Start of PAGE EXCERPT

Does an LLM-Based Feedback Agent Move the Needle? An Empirical Study of Student Correctness and Hint Dependency on the ASSISTments 2017 Interaction Logs
DOI:
https://doi.org/10.66372/JGER.v4i1.11Keywords:
LLM feedback agent; automated formative feedback; knowledge tracing; Assessment’sAbstract
Large language model (LLM) feedback agents are increasingly proposed as substitutes for system-authored hints in intelligent tutoring environments, yet most existing evaluations rely on rubric-based offline judgments or small-scale human ratings rather than learner-behaviour evidence drawn from real interaction logs. This study presents an empirical analysis of three production-grade LLM feedback agents — GPT-4o-mini, Llama-3-70B-Instruct, and Gemini-1.5-Flash — evaluated on the ASSISTments 2017 click-stream corpus, which contains 942,816 records, 1,709 students, 3,162 problems, and 102 knowledge components. Three research questions are examined: whether LLM-generated feedback raises subsequent correctness, whether it reduces hint dependency, and whether automatic feedback-quality scores correlate with observed behavioural change. The evaluation pipeline pairs Prometheus and G-Eval as offline judges with a context-aware attentive knowledge-tracing counterfactual predictor, allowing each intervention to be scored both for textual quality and for predicted learning trajectory. Aggregate results show a moderate average correctness gain of 4.8 percentage points for GPT-4o-mini over the system-authored hint baseline, concentrated in conceptual knowledge components. Hint-request rates drop by 11.4 percent under GPT-4o-mini, while Llama-3-70B and Gemini-1.5 produce smaller and less stable shifts. The correlation between feedback-quality score and behavioural gain is moderate (Spearman ρ = 0.41, 95% CI [0.34, 0.47]), indicating that high rubric scores partially but not fully explain learner impact. Findings provide cautious empirical support for LLM feedback agents as supplements to template hints in middle-school mathematics tutoring and highlight open questions around procedural-knowledge components and ability-stratified responsiveness.

End of PAGE EXCERPT

YOUR OBJECTIVE
According to the study abstract above, by how much did hint-request rates drop under GPT-4o-mini?

Start of SUPPLIED DATA

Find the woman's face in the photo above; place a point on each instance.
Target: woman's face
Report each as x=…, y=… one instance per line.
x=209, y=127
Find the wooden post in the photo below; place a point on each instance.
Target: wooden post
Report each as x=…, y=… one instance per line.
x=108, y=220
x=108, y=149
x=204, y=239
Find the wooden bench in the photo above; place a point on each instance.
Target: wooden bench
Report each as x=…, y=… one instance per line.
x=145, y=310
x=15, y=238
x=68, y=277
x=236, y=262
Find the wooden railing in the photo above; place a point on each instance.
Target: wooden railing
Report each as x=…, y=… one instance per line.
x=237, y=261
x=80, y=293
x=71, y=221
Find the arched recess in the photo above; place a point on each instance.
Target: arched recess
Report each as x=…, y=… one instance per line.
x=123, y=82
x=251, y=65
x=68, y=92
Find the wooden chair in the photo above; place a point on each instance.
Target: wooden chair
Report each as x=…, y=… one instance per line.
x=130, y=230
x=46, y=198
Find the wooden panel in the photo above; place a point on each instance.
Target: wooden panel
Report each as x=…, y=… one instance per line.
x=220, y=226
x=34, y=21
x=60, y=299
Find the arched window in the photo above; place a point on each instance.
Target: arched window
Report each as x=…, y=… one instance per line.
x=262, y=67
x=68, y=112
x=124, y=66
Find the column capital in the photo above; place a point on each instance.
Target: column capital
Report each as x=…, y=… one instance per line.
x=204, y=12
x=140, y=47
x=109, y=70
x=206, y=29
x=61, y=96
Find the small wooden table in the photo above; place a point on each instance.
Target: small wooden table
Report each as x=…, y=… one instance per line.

End of SUPPLIED DATA

TASK SOLUTION
They dropped by 11.4 percent.